__EXERCISE REQUIREMENTS__: Copy every entry word for word. Skip the pictures.

>> BEGIN SUPPLIED MATERIAL

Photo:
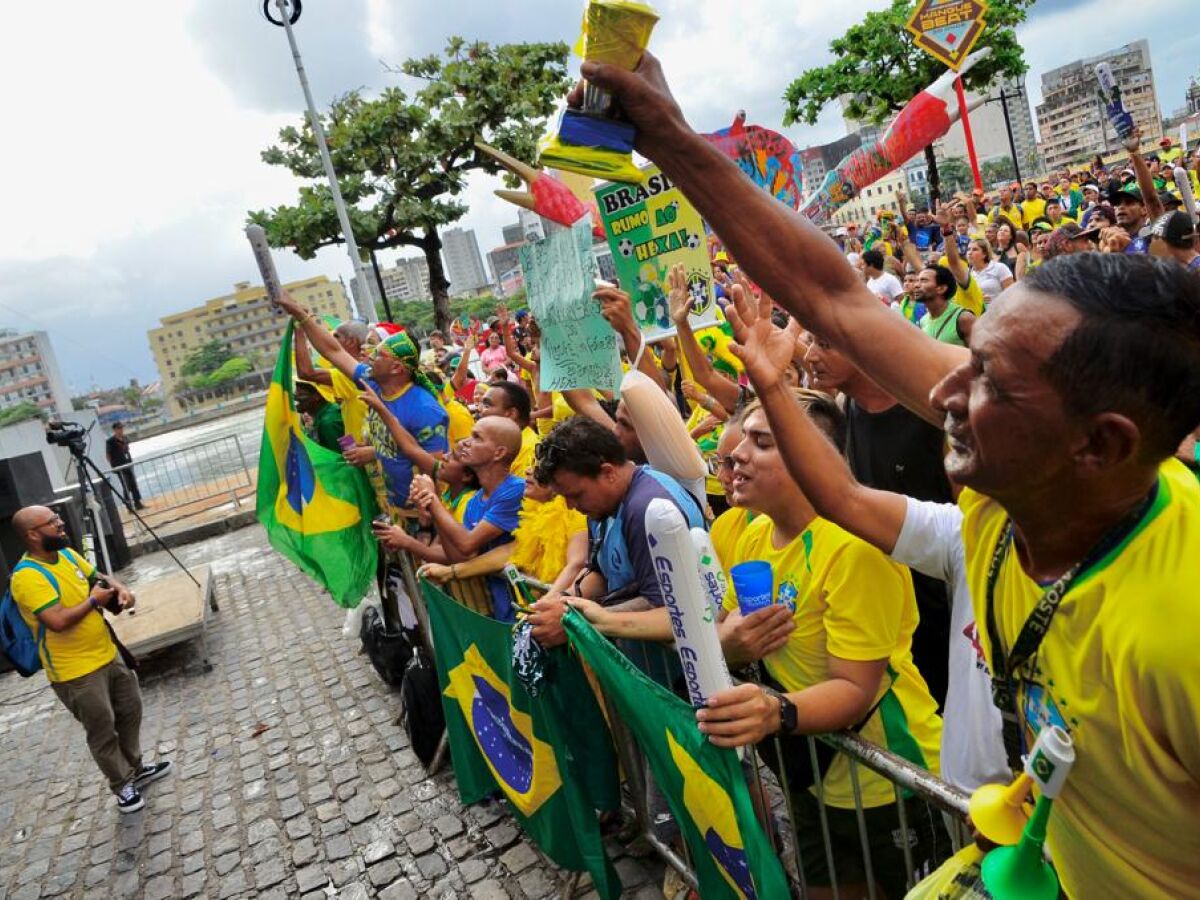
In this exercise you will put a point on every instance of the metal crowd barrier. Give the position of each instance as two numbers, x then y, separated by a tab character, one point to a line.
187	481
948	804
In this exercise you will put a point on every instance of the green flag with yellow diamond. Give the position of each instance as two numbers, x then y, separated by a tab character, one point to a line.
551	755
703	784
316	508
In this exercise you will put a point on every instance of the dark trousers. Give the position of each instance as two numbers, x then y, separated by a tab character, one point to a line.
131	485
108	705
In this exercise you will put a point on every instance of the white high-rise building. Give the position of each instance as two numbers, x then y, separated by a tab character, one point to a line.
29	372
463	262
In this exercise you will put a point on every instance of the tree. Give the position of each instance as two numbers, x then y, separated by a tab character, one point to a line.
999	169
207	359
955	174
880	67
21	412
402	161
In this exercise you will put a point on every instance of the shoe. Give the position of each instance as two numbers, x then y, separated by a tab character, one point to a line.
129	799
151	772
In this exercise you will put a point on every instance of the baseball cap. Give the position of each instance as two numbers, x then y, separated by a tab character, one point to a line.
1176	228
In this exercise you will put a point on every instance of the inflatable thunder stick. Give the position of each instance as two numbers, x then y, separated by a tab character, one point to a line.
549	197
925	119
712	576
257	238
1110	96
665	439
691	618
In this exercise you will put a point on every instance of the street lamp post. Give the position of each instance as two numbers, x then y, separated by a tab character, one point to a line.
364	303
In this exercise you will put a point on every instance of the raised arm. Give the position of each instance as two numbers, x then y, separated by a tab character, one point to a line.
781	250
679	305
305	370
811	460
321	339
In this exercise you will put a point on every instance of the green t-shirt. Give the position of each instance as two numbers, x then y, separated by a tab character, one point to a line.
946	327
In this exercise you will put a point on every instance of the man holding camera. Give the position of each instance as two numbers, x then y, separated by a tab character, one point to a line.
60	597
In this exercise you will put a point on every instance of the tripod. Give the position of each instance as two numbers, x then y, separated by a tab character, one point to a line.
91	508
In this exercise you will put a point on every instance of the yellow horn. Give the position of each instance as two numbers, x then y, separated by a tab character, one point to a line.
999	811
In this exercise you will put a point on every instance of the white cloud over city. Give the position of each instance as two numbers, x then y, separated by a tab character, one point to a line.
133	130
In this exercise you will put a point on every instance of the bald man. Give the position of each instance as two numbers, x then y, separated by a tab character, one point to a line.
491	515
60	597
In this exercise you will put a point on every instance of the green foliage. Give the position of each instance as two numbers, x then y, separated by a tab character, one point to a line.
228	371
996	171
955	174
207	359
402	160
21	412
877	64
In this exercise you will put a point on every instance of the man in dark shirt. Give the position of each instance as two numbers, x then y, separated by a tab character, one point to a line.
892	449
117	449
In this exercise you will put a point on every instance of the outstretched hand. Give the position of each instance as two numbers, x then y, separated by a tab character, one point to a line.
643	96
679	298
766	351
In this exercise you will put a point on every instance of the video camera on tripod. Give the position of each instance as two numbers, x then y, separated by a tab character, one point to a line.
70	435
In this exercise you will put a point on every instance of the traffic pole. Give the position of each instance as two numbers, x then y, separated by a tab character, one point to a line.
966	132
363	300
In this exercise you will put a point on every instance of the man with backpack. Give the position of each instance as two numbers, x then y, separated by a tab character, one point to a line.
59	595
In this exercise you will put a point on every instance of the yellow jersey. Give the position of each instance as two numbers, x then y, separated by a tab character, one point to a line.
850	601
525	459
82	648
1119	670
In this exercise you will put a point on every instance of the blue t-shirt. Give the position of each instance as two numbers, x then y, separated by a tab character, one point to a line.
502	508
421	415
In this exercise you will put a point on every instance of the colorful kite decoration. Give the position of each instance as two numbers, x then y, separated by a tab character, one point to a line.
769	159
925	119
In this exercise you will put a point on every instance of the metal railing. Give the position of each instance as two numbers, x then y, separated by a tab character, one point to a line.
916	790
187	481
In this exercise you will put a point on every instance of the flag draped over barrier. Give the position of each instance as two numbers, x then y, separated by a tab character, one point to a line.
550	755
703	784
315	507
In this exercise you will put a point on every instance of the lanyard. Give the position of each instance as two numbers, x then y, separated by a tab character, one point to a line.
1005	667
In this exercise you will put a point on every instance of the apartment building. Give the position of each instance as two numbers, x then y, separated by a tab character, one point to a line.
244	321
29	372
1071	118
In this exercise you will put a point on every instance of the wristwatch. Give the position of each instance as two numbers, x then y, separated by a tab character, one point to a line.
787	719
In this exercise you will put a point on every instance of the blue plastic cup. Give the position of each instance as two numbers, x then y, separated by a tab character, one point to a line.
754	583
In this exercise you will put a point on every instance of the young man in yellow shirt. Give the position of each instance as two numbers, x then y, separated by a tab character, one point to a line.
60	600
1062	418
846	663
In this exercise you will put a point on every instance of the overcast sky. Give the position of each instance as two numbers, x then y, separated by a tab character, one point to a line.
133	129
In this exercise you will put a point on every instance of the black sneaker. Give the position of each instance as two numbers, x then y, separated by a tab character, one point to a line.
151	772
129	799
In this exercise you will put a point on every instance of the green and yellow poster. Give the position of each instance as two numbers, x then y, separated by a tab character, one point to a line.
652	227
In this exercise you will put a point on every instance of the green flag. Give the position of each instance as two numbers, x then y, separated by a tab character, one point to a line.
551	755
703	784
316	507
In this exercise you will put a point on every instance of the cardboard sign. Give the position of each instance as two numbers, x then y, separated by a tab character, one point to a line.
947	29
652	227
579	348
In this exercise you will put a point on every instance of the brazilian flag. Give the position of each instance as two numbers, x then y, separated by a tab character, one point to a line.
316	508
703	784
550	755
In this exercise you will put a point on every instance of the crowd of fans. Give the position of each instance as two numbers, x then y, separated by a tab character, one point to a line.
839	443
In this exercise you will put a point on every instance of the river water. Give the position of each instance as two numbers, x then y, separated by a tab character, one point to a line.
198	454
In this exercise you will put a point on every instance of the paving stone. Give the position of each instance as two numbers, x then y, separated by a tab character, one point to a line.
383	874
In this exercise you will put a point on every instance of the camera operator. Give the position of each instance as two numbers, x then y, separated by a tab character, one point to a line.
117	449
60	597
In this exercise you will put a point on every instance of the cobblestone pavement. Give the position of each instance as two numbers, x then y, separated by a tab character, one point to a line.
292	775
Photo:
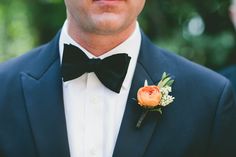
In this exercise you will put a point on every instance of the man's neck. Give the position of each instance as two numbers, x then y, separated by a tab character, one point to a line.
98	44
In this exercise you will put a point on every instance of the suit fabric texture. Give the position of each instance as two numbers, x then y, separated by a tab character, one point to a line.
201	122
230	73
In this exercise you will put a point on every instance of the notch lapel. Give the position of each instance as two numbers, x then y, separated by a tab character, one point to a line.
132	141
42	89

>> END SUPPLIED MATERIAL

__WRITTEN SOLUTION__:
Photo:
In this exercise you will put a point on every instance of the metal crowd barrier. Give the position of each instance as two numbers, x then y, separated by a tab character, one point to a line.
187	481
948	804
In this exercise you will put a point on every instance of the green flag with yellow diamond. Give the position of each instance as two numbers, x then y, separated by a tab character, one point to a line.
551	755
703	784
316	508
In this exercise you will put a point on every instance of the dark trousers. Give the position of each instance as two numbers, x then y, separated by a tab character, one point to a line.
131	485
108	705
In this exercise you will put a point on every instance of the white high-rise building. Give the position of each instance as two numbers, x then y, separated by a tab character, one point to a line.
29	372
463	262
In this exercise you will put a point on every instance of the tree. Give the position of each instance as two numbers, x then y, separated by a tab character, one point to a line.
999	169
207	359
955	174
880	67
21	412
402	161
In this exercise you will put a point on every instance of the shoe. Give the position of each instance as two numbers, x then y, separated by a tab character, one point to a line.
129	799
151	772
In this exercise you will put a point on every instance of the baseball cap. Give the position of each instance as two numbers, x then y, separated by a tab character, one point to a line.
1176	228
In this exercise you will put a point on every instance of the inflatable thunder stick. Give the position of each instance as two numbers, x then y, separated by a tab character, one point to a line.
549	197
925	119
712	576
257	238
1110	96
665	439
691	618
In this exercise you will put a point on every instance of the street lamp post. Give the position of each instance as two numbers, x then y, separated by a tab character, one point to a line.
364	303
In this exercise you will put a point on every instance of the raised arm. Give the position of each instance as two numbers, x then y, separated by a tab character, one point to a line.
781	250
679	305
305	370
811	460
321	339
In this exercise you will put a point on every instance of the green t-shirt. Give the position of each instance as two numbers, x then y, separated by a tab character, one point to a line.
946	327
In this exercise you will put a point on every instance of the man holding camera. Give the position of each instance as two numbers, x then y, separated by a tab character, one point to a line.
60	597
In this exercise you will put a point on every instance of the tripod. Give the position of each instance as two numbers, x then y, separated by a tab character, one point to a line.
91	508
In this exercise you will put a point on every instance of the yellow horn. Give the position of each instance as two numbers, x then y, separated by a tab character, one point to a line.
999	811
In this exercise you will put a point on every instance of the white cloud over city. Give the position of each instance as two numbers, x then y, separated by a tab character, one point to a line.
133	130
In this exercise you will put a point on every instance of the bald man. Give the position of each instance as two numbers, x then y, separated by a tab character, one point to a line.
491	515
60	597
In this exercise you will put a point on every instance of the green foliage. Give the position of each instance as two numbers, x then y, separated by a tab character, one point to a line.
228	371
996	171
955	174
207	359
402	160
21	412
877	64
In this exercise you will put a point on every instance of the man in dark shirt. Give the position of each instance as two numbers, x then y, separated by a tab character, one point to a line.
892	449
117	449
In this exercise you will put a point on every instance of the outstretched hand. Give the position of each instance as two numbers, x then y, separated by a tab character, one point to a line.
643	96
679	298
766	351
In this exercise you will put a point on every instance of the video camera on tripod. Give the position of each instance as two numbers, x then y, separated by a tab character, one point to a line.
70	435
In this exercise you will put a point on every instance of the traffic pole. Give the position of each instance as two numbers, x then y, separated by a tab character, one point to a line.
966	132
363	300
In this exercise you will put a point on every instance of the man with backpack. Give the position of each instance as two numbers, x then y, separated by a tab character, one point to a line.
59	595
In this exercise you will put a point on every instance of the yellow jersey. Give the position of each instance as two numbers, x then y, separated by a tab character, one point to a line.
850	601
525	459
82	648
1119	670
In this exercise you will put a point on every instance of the blue t-shirt. Give the position of each instance as two numbers, x then y, separated by a tab character, one point to a line.
502	508
421	415
In this exercise you will put a point on every instance of the colorful kite decoration. Give the position of each instance as two numbers, x then y, separated by a tab character, one point to a line.
769	159
925	119
In this exercise you will put a point on every instance of the metal railing. Give the position of each instance as two numbers, x then y, separated by a tab character, one point to a line.
916	790
187	481
In this exercise you will put a point on every instance of the flag draped over barrier. Give the position of each instance as two numbers, x then y, separated by a tab character, one point to a line.
550	755
703	784
315	507
In this exercise you will put a point on every instance of the lanyard. Give the position of each instance as two numbers, x then y, separated by a tab character, one point to a line.
1005	667
In this exercise you will put a point on every instance of the apartment building. Give the position of each instance as two numbers, x then y, separated by a tab character, one point to a line.
244	321
29	372
1071	118
In this exercise you will put a point on every instance of the wristwatch. Give the position of each instance as two numbers, x then y, separated by a tab character, one point to a line.
787	719
In this exercise you will put a point on every instance of the blue plastic cup. Give the position of each instance as two numbers, x then y, separated by a tab character, one point to a line.
754	583
In this exercise you will put a point on every instance of the young man in yellow shirt. Give the position of each instance as two numbers, x then y, separated by a tab character, one point to a line.
60	600
1062	418
846	663
In this exercise you will put a point on every instance of the overcast sky. Give the position of each instance as two numbers, x then y, separated by a tab character, one point to a line.
133	129
In this exercise you will put a point on every instance of the black sneaker. Give the position of each instance as two numbers, x then y, separated by a tab character, one point to a line.
151	772
129	799
In this exercise you will put a point on every instance of the green and yellow poster. Give the position of each instance as two numbers, x then y, separated by a tab character, one point to a line.
652	227
In this exercise you will put a point on every instance of the green flag. Give the position of each instance as two numbers, x then y, separated by a tab character, one point to a line.
551	755
703	784
316	507
In this exercise you will put a point on every instance of the cardboard sign. Give the position of each instance as two numbers, x then y, separated by a tab character, one point to a line.
947	29
652	227
579	348
In this exercise you will put a point on every instance of the brazilian flag. Give the position of each instance as two numbers, x then y, separated by a tab character, one point to a line.
316	508
703	784
550	755
In this exercise you will put a point on every instance of the crowd of fans. Give the position of each instance as two numbers, x then y, separated by a tab character, one point to a line.
839	443
In this exercise you will put a point on every instance of the river water. Give the position of each instance as two numbers, x then y, separated by a tab character, one point to a line.
198	454
In this exercise you will put a point on every instance of the paving stone. Give the position of each instance as two numbers, x then y, separated by a tab character, one point to a line.
383	874
In this exercise you will put a point on every instance of the camera operator. Give the position of each instance as two numbers, x then y, separated by a tab character, one point to a line.
117	449
60	597
In this exercise you will put a point on every instance of the cobblestone pavement. Give the position of each instance as two numbers, x then y, separated by a tab character, one point to a line.
292	775
Photo:
In this exercise you will put a point on every instance of the man's neck. Give the position of each instance as two numbers, x then y, separated by a tab character, one point to a line.
98	44
In this exercise you will put a point on every instance of the suit fabric texture. Give the position of each instance as two numbers, x then y, separated by a tab character, one point to a line.
201	122
230	73
In this exercise you will put a point on every instance of the notch lapel. Give the position of each instance as two numbers, x then y, separated by a tab character, one point to a line.
132	141
42	89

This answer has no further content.